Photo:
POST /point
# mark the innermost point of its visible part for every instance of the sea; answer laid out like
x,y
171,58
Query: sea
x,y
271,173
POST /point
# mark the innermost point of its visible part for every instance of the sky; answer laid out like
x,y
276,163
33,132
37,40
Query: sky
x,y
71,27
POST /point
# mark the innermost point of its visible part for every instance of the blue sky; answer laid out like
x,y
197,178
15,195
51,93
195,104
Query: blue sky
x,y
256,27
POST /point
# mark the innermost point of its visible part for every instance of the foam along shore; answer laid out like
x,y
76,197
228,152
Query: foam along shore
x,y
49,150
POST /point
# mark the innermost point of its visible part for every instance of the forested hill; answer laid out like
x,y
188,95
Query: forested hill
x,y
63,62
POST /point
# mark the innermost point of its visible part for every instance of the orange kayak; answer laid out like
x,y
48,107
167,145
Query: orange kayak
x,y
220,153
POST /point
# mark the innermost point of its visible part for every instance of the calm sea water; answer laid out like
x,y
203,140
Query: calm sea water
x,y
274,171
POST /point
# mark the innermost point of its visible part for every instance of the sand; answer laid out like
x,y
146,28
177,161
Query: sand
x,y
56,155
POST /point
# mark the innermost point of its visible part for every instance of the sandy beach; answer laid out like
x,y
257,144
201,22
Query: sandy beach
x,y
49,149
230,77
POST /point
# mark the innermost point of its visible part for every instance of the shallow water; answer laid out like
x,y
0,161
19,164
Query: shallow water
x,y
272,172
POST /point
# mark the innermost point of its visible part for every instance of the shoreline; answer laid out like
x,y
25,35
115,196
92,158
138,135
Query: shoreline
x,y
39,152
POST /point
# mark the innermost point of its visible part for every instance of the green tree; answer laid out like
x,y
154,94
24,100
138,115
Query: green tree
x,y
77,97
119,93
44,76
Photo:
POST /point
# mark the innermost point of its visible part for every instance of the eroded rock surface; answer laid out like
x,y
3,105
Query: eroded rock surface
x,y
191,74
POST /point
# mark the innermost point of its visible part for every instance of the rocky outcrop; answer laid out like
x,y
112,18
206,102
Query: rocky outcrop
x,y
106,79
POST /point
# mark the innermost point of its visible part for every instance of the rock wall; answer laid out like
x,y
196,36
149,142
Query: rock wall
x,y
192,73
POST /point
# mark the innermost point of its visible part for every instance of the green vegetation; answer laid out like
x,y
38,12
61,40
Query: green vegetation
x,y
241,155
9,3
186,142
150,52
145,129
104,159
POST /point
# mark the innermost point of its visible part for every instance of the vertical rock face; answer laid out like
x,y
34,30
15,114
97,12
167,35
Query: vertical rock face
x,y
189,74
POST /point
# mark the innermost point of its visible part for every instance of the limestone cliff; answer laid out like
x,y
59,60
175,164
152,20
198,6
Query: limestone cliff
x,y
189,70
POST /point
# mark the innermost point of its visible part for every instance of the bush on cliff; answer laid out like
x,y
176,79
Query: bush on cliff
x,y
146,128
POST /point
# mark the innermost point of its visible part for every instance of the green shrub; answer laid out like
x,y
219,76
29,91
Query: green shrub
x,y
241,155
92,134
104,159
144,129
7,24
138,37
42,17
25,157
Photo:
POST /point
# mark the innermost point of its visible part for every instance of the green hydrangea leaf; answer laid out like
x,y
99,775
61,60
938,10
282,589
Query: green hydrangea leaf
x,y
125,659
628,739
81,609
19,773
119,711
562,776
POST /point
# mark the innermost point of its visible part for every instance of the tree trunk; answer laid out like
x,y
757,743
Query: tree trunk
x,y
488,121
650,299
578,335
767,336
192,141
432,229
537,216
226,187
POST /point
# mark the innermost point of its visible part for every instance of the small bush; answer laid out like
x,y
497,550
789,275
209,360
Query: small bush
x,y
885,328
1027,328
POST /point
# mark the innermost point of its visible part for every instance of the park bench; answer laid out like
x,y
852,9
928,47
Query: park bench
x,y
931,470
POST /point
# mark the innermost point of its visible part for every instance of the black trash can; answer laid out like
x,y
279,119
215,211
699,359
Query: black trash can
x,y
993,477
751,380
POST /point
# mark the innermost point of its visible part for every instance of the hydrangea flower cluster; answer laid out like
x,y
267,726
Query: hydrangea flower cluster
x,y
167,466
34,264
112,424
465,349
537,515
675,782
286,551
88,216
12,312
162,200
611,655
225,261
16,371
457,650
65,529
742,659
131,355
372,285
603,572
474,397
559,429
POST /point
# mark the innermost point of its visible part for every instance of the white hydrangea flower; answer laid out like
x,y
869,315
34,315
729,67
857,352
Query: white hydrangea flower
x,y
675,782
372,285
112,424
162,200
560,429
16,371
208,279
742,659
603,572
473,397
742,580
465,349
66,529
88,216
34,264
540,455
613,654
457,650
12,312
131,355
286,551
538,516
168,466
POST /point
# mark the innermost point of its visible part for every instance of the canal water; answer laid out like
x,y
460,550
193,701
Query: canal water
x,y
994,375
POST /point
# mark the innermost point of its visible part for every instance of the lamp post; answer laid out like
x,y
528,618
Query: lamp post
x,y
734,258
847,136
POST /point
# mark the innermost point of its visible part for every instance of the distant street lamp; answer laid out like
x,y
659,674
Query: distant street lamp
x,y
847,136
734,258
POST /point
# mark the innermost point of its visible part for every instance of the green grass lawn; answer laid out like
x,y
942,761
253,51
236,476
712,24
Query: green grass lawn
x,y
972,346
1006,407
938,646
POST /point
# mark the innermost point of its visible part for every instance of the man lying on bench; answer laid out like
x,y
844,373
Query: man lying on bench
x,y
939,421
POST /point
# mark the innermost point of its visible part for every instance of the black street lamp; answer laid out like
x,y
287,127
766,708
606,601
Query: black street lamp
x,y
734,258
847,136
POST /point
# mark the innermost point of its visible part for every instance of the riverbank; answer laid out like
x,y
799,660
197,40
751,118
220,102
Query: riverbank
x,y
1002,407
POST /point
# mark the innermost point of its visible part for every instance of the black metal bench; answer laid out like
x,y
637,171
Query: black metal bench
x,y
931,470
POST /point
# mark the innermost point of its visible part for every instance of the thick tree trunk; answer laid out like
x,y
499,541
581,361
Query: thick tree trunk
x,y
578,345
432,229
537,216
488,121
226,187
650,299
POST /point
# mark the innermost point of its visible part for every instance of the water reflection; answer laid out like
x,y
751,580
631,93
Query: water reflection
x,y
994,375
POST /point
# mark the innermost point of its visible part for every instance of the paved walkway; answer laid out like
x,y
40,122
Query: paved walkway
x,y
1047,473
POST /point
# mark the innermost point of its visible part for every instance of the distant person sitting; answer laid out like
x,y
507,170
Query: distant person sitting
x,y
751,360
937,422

**Task to carry out**. Return every line of the records above that contains the word "flower".

**Full response**.
# mark the innermost point of its visible part for every instance of the hydrangea flower cluster; answer laid out like
Query: hydrangea flower cluster
# mark the innermost point of its visible part for every instance of the white hydrangea flower; answer laid out like
Query: white hydrangea flower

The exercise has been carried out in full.